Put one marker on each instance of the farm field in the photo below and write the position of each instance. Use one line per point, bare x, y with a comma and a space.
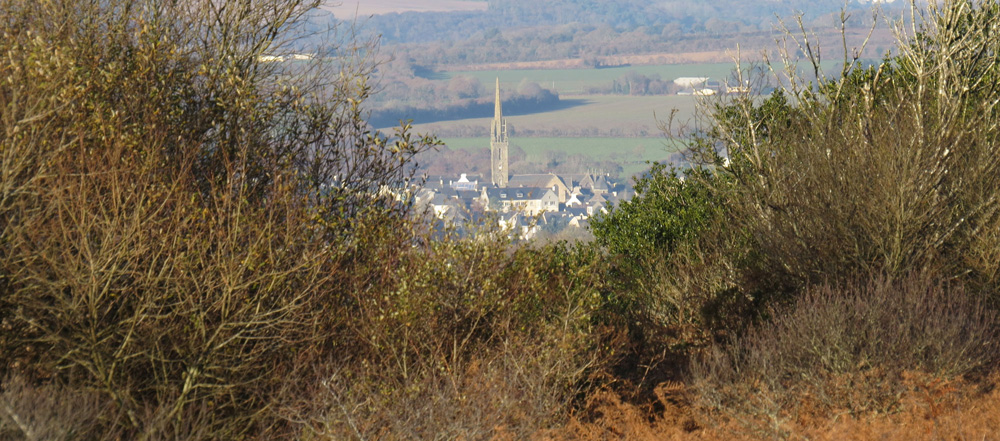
631, 153
578, 81
581, 116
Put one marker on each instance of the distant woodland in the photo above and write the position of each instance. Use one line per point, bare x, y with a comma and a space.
523, 30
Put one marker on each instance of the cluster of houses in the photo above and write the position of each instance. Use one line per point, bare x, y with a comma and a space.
528, 204
525, 204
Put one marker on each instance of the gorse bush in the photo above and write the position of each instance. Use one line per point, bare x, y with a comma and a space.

> Task goal
Return every record exactly, leaving out the pictures.

> Response to this task
Put one marker on each instance of the farm field in the photo below and write the position of each instance. Use one line per point, bare x, y with a comma and a space.
631, 153
578, 81
581, 116
Put one marker on each instance of the distant woodland in the photo above and write the position of each instance. Use one line per point, bare x, y with a comma and a space.
523, 30
Put one marker on each instance of the cluster of houses in the photo above and write the position of each instance. Use one line per point, bare x, y with a comma and a space.
528, 204
525, 204
Put one marker on each instance of the gorse bush in the photo above and write the position of each instance. Use one line per point, bare x, y with a comma and a space.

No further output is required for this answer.